— Exercise requirements —
Copy the passage of the excerpt on electricity and housing below word for word, from "Consider electricity. India’s" to "and sell it.".

Electricity, housing, and the fear of scale

Consider electricity. India’s power shortages are often attributed to rising population and consumption. But electricity is not scarce because Indians use too much of it. It is scarce because generation, transmission, and distribution have long been subject to policy distortions, state monopolies, and financial mismanagement.

Where private generation has been allowed to scale, capacity has increased. Where competition has been encouraged, efficiency has followed. The lesson is simple: if you want more electricity, let more players generate it, transmit it, and sell it.

Housing tells a similar story. India’s cities are bursting at the seams not because migration is unnatural, but because urban planning is hostile to growth. Floor space index limits, outdated zoning laws, and endless approvals ensure that supply never catches up with demand. The result is slums, informal housing, and inflated rents—all blamed, conveniently, on population.

— Provided data —
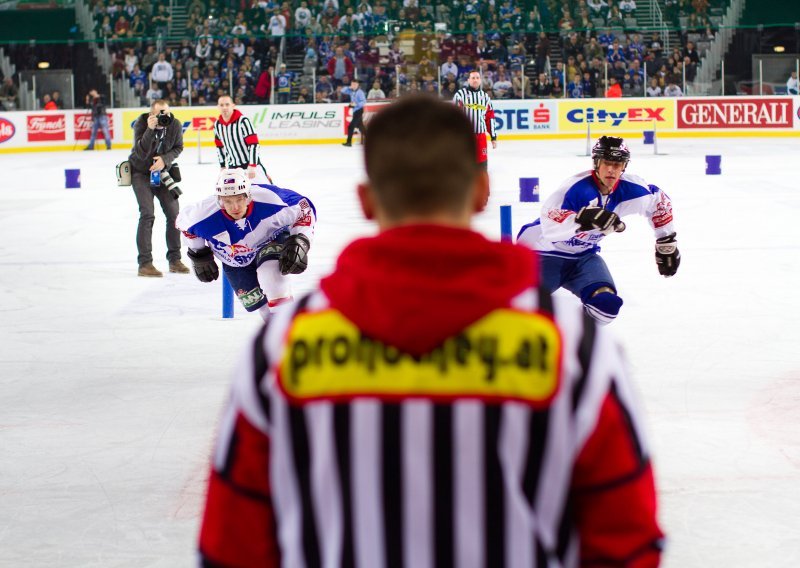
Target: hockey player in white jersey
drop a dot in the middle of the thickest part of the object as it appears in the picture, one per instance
(585, 209)
(260, 233)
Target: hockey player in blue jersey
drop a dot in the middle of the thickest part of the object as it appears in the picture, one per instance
(260, 234)
(585, 209)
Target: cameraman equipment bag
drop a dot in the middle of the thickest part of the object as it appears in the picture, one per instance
(124, 174)
(175, 172)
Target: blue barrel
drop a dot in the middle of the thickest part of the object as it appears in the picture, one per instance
(505, 224)
(227, 298)
(528, 189)
(713, 165)
(73, 179)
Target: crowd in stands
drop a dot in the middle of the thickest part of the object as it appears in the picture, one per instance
(524, 48)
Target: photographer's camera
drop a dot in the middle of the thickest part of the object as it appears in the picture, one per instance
(164, 119)
(158, 178)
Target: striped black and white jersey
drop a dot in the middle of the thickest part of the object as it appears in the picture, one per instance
(478, 107)
(236, 142)
(346, 470)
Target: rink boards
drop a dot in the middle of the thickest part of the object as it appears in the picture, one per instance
(776, 116)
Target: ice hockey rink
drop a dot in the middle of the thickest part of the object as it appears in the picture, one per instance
(111, 385)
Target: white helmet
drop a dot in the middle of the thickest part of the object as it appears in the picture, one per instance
(233, 181)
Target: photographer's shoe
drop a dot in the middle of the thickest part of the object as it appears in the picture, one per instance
(150, 270)
(178, 267)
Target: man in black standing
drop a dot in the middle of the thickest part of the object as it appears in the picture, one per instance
(97, 106)
(157, 142)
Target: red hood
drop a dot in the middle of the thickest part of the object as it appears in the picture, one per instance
(234, 117)
(413, 287)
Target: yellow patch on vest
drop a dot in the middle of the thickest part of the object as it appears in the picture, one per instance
(506, 355)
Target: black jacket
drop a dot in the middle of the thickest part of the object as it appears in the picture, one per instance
(146, 144)
(98, 107)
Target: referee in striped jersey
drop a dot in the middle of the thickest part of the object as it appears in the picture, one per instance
(237, 142)
(429, 405)
(478, 107)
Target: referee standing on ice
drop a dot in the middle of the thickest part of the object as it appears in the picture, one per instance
(478, 107)
(357, 102)
(237, 142)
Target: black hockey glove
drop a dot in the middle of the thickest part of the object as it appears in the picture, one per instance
(294, 256)
(668, 257)
(589, 218)
(203, 263)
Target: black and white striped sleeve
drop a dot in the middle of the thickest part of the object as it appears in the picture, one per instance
(250, 138)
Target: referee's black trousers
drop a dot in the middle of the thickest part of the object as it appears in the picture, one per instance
(356, 122)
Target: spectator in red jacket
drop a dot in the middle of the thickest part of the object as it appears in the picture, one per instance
(614, 90)
(263, 89)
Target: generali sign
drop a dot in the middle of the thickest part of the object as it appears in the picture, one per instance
(762, 112)
(42, 127)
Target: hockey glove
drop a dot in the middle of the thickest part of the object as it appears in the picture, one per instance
(668, 257)
(603, 220)
(294, 256)
(203, 263)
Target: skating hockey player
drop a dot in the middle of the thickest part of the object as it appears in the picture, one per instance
(585, 209)
(430, 405)
(260, 234)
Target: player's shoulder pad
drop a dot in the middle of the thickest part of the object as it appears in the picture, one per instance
(576, 183)
(639, 181)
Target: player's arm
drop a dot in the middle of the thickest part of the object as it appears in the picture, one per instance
(658, 210)
(613, 486)
(559, 213)
(198, 251)
(301, 219)
(238, 527)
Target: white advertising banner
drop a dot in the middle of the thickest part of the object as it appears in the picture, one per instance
(515, 119)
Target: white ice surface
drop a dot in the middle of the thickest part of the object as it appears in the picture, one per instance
(111, 385)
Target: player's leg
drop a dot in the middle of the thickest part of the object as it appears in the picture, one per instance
(93, 135)
(244, 282)
(170, 207)
(552, 270)
(592, 283)
(275, 285)
(144, 231)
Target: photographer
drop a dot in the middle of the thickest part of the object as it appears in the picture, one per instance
(97, 106)
(157, 142)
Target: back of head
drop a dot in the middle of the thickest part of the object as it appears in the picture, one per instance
(420, 158)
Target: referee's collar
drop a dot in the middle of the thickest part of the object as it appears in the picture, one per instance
(234, 117)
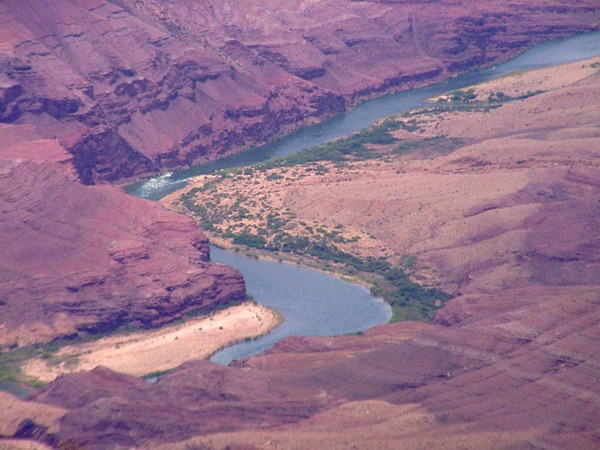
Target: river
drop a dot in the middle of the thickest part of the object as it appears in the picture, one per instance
(315, 304)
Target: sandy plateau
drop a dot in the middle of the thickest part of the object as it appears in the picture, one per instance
(144, 352)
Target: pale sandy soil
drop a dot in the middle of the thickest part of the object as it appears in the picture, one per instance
(447, 209)
(144, 352)
(370, 424)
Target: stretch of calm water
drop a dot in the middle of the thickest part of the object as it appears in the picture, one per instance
(544, 55)
(313, 303)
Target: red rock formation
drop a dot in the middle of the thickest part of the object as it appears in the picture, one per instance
(89, 259)
(511, 362)
(152, 83)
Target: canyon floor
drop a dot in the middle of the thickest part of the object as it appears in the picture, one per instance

— Written answer —
Consider electricity. India’s power shortages are often attributed to rising population and consumption. But electricity is not scarce because Indians use too much of it. It is scarce because generation, transmission, and distribution have long been subject to policy distortions, state monopolies, and financial mismanagement.

Where private generation has been allowed to scale, capacity has increased. Where competition has been encouraged, efficiency has followed. The lesson is simple: if you want more electricity, let more players generate it, transmit it, and sell it.